#### Passage:

◇ ◇ ◇ ◇ ◇

First notice that since $$i_k$$ is uniformly distributed on $$\{1,\dots ,n\}$$ and $$x_k$$ and $$i_k$$ are independent, we have:

\begin{aligned} \,{\mathbb {E}} \bigl ( u_k \,\big |\, x_k \bigr ) = \,{\mathbb {E}} \bigl ( \nabla f_{i_k}(x_k) \,\big |\, x_k \bigr ) = \frac{1}{n}\sum _{i=1}^n \nabla f_i(x_k) = \nabla g(x_k) \end{aligned}

Consequently, we have:

\begin{aligned} \,{\mathbb {E}} \left( \begin{bmatrix} x_k-x_\star \\ u_k \end{bmatrix}^{\mathsf {T}}\! \begin{bmatrix} -2mI_p &{} I_p \\ I_p &{} 0_p\end{bmatrix} \begin{bmatrix} x_k-x_\star \\ u_k \end{bmatrix}\bigg |\ x_k\right) = \begin{bmatrix} x_k-x_\star \\ \nabla g(x_k) \end{bmatrix}^{\mathsf {T}}\! \begin{bmatrix} -2m I_p &{} I_p\\ I_p &{} 0_p\end{bmatrix} \begin{bmatrix} x_k-x_\star \\ \nabla g(x_k) \end{bmatrix} \ge 0 \end{aligned}
(54)

◇ ◇ ◇ ◇ ◇

Detection examples:
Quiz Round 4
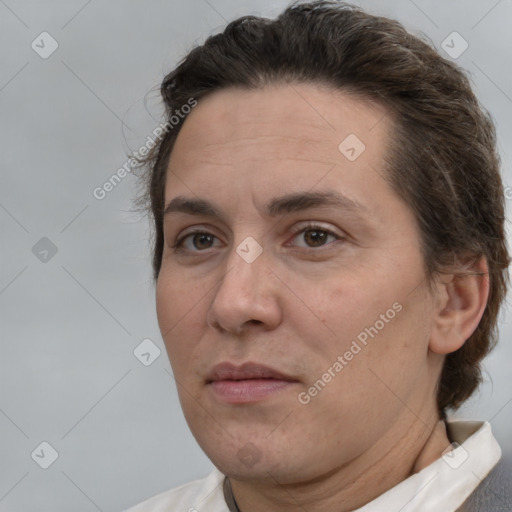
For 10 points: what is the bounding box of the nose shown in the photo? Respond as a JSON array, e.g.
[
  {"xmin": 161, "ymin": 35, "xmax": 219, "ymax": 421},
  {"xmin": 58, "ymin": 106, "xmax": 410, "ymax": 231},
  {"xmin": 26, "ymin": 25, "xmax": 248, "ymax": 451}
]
[{"xmin": 206, "ymin": 244, "xmax": 282, "ymax": 335}]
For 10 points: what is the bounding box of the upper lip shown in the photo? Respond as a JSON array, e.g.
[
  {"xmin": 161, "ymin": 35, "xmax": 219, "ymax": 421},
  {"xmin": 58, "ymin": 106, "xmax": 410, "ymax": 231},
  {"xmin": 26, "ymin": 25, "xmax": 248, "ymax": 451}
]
[{"xmin": 206, "ymin": 362, "xmax": 296, "ymax": 383}]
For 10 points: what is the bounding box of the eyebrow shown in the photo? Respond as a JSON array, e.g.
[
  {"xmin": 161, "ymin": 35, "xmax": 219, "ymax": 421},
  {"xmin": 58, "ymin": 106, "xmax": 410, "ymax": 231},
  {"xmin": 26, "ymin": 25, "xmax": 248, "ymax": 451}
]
[{"xmin": 164, "ymin": 191, "xmax": 366, "ymax": 220}]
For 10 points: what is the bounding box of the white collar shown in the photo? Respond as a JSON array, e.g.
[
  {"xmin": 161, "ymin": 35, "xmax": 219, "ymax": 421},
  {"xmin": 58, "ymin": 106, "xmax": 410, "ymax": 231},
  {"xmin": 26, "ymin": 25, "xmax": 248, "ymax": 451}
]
[{"xmin": 354, "ymin": 420, "xmax": 501, "ymax": 512}]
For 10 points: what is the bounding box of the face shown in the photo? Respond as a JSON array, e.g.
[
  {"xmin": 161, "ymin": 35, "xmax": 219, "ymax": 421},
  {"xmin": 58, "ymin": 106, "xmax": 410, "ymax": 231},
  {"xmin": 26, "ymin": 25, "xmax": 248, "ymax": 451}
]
[{"xmin": 156, "ymin": 84, "xmax": 440, "ymax": 482}]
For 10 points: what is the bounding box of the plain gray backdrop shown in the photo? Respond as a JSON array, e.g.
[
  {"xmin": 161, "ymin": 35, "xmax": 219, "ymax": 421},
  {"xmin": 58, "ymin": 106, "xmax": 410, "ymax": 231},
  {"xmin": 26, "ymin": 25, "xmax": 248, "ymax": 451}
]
[{"xmin": 0, "ymin": 0, "xmax": 512, "ymax": 512}]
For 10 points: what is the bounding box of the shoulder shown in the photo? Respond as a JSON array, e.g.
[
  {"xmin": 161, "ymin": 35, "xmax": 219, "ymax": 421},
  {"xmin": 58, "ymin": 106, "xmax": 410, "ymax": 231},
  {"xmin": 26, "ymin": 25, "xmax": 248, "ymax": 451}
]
[
  {"xmin": 457, "ymin": 457, "xmax": 512, "ymax": 512},
  {"xmin": 125, "ymin": 468, "xmax": 228, "ymax": 512}
]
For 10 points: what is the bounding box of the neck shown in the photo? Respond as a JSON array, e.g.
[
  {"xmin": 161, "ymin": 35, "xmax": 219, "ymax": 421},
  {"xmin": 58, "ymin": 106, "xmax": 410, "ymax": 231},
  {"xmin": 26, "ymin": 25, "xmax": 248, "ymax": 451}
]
[{"xmin": 230, "ymin": 419, "xmax": 450, "ymax": 512}]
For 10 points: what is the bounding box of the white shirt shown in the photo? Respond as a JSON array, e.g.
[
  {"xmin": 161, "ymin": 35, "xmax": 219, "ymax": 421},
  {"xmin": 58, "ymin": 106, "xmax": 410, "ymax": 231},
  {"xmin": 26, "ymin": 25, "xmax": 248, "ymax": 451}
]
[{"xmin": 126, "ymin": 420, "xmax": 501, "ymax": 512}]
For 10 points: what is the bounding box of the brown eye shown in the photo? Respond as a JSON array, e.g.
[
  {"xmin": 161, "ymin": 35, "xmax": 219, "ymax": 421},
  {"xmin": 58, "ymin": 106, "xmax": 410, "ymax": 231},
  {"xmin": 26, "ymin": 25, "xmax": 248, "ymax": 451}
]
[
  {"xmin": 293, "ymin": 226, "xmax": 341, "ymax": 249},
  {"xmin": 173, "ymin": 231, "xmax": 219, "ymax": 252},
  {"xmin": 303, "ymin": 229, "xmax": 329, "ymax": 247}
]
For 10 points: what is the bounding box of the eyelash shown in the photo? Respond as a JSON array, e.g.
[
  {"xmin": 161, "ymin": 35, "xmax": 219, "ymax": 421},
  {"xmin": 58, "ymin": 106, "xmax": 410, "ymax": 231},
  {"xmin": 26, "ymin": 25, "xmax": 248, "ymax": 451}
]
[{"xmin": 171, "ymin": 224, "xmax": 343, "ymax": 253}]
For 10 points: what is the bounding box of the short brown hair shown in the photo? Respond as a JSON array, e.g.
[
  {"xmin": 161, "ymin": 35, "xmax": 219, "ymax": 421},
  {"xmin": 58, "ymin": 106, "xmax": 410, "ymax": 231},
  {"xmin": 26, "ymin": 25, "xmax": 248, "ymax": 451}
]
[{"xmin": 136, "ymin": 1, "xmax": 509, "ymax": 416}]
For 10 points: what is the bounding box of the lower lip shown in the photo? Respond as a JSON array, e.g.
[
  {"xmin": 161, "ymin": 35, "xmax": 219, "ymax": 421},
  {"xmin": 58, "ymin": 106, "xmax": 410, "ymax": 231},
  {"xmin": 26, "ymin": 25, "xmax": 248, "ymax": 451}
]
[{"xmin": 210, "ymin": 379, "xmax": 293, "ymax": 404}]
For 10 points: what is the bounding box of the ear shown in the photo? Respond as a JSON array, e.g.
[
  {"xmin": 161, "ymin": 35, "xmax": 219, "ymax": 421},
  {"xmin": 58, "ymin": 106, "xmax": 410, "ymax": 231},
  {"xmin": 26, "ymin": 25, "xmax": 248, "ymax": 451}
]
[{"xmin": 429, "ymin": 257, "xmax": 489, "ymax": 354}]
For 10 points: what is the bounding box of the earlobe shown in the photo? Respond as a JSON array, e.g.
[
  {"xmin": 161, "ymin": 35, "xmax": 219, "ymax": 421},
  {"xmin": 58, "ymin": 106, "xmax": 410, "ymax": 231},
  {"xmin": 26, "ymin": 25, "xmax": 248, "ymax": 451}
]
[{"xmin": 429, "ymin": 257, "xmax": 489, "ymax": 354}]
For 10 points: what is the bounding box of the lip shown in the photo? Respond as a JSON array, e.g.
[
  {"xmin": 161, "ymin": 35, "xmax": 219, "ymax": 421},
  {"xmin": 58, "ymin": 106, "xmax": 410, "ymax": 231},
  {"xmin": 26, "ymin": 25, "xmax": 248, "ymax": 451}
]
[{"xmin": 206, "ymin": 362, "xmax": 298, "ymax": 404}]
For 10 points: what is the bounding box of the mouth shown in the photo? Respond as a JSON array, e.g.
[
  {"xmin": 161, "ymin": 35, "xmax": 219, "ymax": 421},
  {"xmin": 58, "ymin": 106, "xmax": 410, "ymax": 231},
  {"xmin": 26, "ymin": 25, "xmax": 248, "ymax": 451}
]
[{"xmin": 206, "ymin": 362, "xmax": 298, "ymax": 404}]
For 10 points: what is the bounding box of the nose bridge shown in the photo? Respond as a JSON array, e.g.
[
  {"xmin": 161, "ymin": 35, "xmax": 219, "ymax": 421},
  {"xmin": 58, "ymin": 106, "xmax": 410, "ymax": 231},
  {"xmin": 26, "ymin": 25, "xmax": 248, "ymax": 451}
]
[
  {"xmin": 217, "ymin": 237, "xmax": 266, "ymax": 298},
  {"xmin": 208, "ymin": 239, "xmax": 281, "ymax": 333}
]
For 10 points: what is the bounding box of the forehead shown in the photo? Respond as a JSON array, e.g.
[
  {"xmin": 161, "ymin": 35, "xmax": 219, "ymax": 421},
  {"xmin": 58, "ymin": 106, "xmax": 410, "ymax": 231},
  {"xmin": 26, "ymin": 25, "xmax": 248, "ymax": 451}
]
[{"xmin": 171, "ymin": 84, "xmax": 391, "ymax": 170}]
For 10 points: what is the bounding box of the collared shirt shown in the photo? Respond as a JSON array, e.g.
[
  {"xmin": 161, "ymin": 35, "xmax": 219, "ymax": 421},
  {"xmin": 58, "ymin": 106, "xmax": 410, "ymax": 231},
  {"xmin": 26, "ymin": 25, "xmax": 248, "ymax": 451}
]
[{"xmin": 126, "ymin": 420, "xmax": 501, "ymax": 512}]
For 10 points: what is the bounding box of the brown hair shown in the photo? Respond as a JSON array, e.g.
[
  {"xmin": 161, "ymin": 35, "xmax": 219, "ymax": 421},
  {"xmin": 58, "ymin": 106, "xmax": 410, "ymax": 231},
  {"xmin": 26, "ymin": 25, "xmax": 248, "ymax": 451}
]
[{"xmin": 136, "ymin": 1, "xmax": 509, "ymax": 416}]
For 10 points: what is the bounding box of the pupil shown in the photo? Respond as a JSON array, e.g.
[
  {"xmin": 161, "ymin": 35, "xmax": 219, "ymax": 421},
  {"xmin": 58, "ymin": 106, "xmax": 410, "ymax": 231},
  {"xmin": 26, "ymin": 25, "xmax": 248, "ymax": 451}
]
[
  {"xmin": 194, "ymin": 235, "xmax": 212, "ymax": 249},
  {"xmin": 306, "ymin": 230, "xmax": 327, "ymax": 246}
]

◇ ◇ ◇ ◇ ◇

#### Given request 1:
Rewrite the paragraph of the derivation beginning "First notice that since" as a short list, keeping its main facts and its displayed equation.
#### Given request 2:
Translate this sentence from the derivation into Spanish, leaving its mathematical notation unchanged: "First notice that since $$i_k$$ is uniformly distributed on $$\{1,\dots ,n\}$$ and $$x_k$$ and $$i_k$$ are independent, we have:"

#### Full output 1:
- $$i_k$$ is uniformly distributed on $$\{1,\dots ,n\}$$.
- $$x_k$$ and $$i_k$$ are independent.
- Therefore, the expectation of $$u_k$$ given $$x_k$$ equals $$\mathbb{E}(\nabla f_{i_k}(x_k) \mid x_k) = \frac{1}{n}\sum_{i=1}^n \nabla f_i(x_k) = \nabla g(x_k)$$.

#### Full output 2:
En primer lugar, obsérvese que, dado que $$i_k$$ está distribuido uniformemente en $$\{1,\dots ,n\}$$ y que $$x_k$$ e $$i_k$$ son independientes, se tiene: